■ Fragment źródłowy
☆ ☆ ☆ ☆ ☆

Pozdrawiam, Katarzyna Hołownia-Olszak, lekarz weterynarii.
Witam,
Dziękuję za podpowiedzi.
Kotka nadal przebywa w klatce obecnie mija 5 tygodni i bez efektów.
Zastosowałam feromony w aerozolu, które również nie działają, ale może ich działanie jest stopniowe i potrzeba czasu lub nie każdy kot na nie reaguje.
Kotka od początku nie była agresywna jest bardzo wycofana i bardzo lękliwa ponadto poprzednio żyła na parkingu w zaroślach mogła znać człowieka z daleka. W domu nie mam innych zwierząt więc nie ma stresu że będzie musiała się adoptować z innym zwierzakiem, przy próbie dotyku groźnie pomrukuje więc doszłam do wniosku że nic na siłę.
Jutro chciałbym wypuścić ją z klatki żeby poznała pokój w którym przebywa bo mam wrażenie że klatka ją ogranicza i robi się bardziej wycofana.
Mam nadzieję że w końcu trud się opłaci i będzie cudowną kotką dodam że ma umaszczenie szylkretowe a szylkretki często są indywidualne.
Jeszcze raz dziękuję za rady.
9 września 2017 roku znajoma przywiozła mi kotkę z działek, gdzie została porzucona przez właścicieli. Kotka ok, 2 lat czarna z białymi łatkami na brzuchu waga 4. 3 kg. Po ok 2 tygodniach w zamkniętym domu 80 m2 wyłapała mi wszystkie myszy i poukładała w dużym pokoju pokotem. była przez ten czas zamknięta i miała paczkę z piaskiem gdzie się załatwiała. W tym czasie codziennie karmiłem ją i nie narzucałem się niczym. Po 2 tygodniach wypuściłem ją na ogród, wracała i nie oddalała się za bardzo od domu. Po 1. 5 miesiącu karmienia jej i umożliwieniu jej swobodnych spacerów po całym obejściu postanowiłem wziąć ją do domu w bloku na 4 piętrze bo zimno już było. Aklimatyzacja polegała na tym, że pokazałem jej w łazience kuwetę następnie obeszła cały dom wąchając wszystko i obrała sobie jeden pokój za swoje lokum. Reaguje na swoje imię, akceptuje tylko mnie, do innych domowników podejdzie ale po próbach głaskania robi uniki i wraca do mnie. Jak ma ochotę to wskakuje na kolana włącza silniki i mruczy dopóki się nie zepsuje:-)2 razy w transporterze zawiozłem ją do ogrodu na spacer i wracała po 4-6 godzinach do domu. Obecnie jest w bloku na balkon nie wychodzi bo się boi wysokości (chyba). Ma jedną kostkę którą drapie, nie skacze po meblach, po stołach, nie podkrada z kuchni niczego, śpi na fotelu gdzie ja przeważnie siedzę. W nocy śpi na fotelu a jak się jej znudzi to przyłazi na wersalkę, włącza silniki i usypia nas razem z żoną. O godzinie 6 rano pobudka i biegnie do kuchni żeby jej coś dać do jedzenia a jak nikt się nie rusza to łapie mnie zębami za palec i ciągnie do kuchni. To kotka, która nie miałczy tylko syczy, warczy i mruczy, jeszcze nigdy mnie nie podrapała ani nie ugryzła. Każdy kot ma inny harakter a miałem już kota, który w zimie wygrzał mi syna jak był niemowlakiem. Żaden kot krzywdy człowiekowi nie zrobi jeżeli człowiek będzie z nim postępował tak jak powinien. Kot to indywidualista i nie można mu narzucać swoich widzimisię bo nigdy nie zyskasz jego zaufania. Dodam jeszcze że jest to kot, który patrzy się prosto w oczy i nie unika wzroku a pożywienie tylko z ręki lub ze swojej miseczki. Pozdrawiam.

☆ ☆ ☆ ☆ ☆

■ Polecenie A
Przepisz z tekstu o kotce fragment od słów „Zastosowałam feromony w” aż do słów „na nie reaguje.” włącznie.

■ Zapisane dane

☆ ☆ ☆ ☆ ☆

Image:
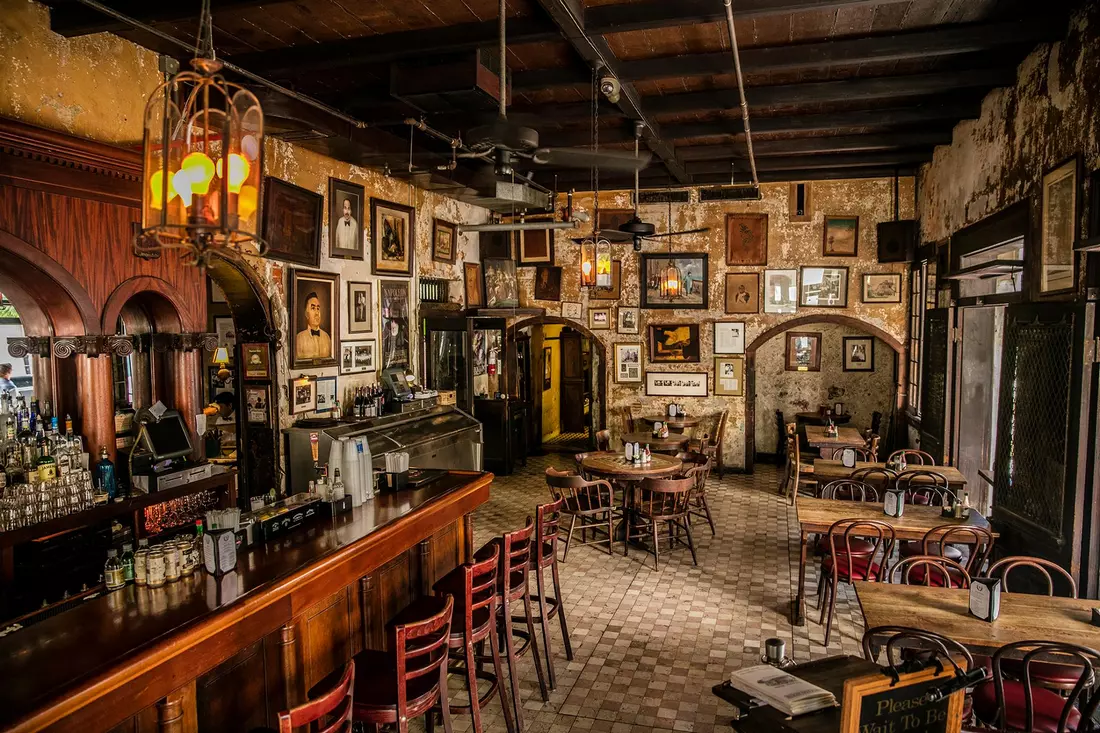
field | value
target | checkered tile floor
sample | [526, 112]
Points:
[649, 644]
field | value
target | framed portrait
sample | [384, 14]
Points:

☆ ☆ ☆ ☆ ☆

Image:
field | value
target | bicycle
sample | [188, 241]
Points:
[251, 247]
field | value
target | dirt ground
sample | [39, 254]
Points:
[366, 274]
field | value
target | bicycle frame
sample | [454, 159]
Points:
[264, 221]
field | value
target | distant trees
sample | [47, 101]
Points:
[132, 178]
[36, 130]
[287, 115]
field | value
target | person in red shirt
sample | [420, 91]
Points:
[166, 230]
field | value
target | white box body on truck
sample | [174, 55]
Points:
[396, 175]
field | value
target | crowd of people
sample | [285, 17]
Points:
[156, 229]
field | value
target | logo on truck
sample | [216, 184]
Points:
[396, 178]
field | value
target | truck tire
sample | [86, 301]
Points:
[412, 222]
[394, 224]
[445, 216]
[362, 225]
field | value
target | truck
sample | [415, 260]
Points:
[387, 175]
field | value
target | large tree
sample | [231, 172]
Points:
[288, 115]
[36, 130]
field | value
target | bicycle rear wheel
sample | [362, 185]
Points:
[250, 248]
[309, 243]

☆ ☆ ☆ ☆ ☆

■ Polecenie B
Ile wierszy w zapisach zawiera słowo „bicycle”? Wielkość liter ma znaczenie, a w odpowiedzi podaj tylko liczbę.

■ Wynik końcowy A
Zastosowałam feromony w aerozolu, które również nie działają, ale może ich działanie jest stopniowe i potrzeba czasu lub nie każdy kot na nie reaguje.

■ Wynik końcowy B
3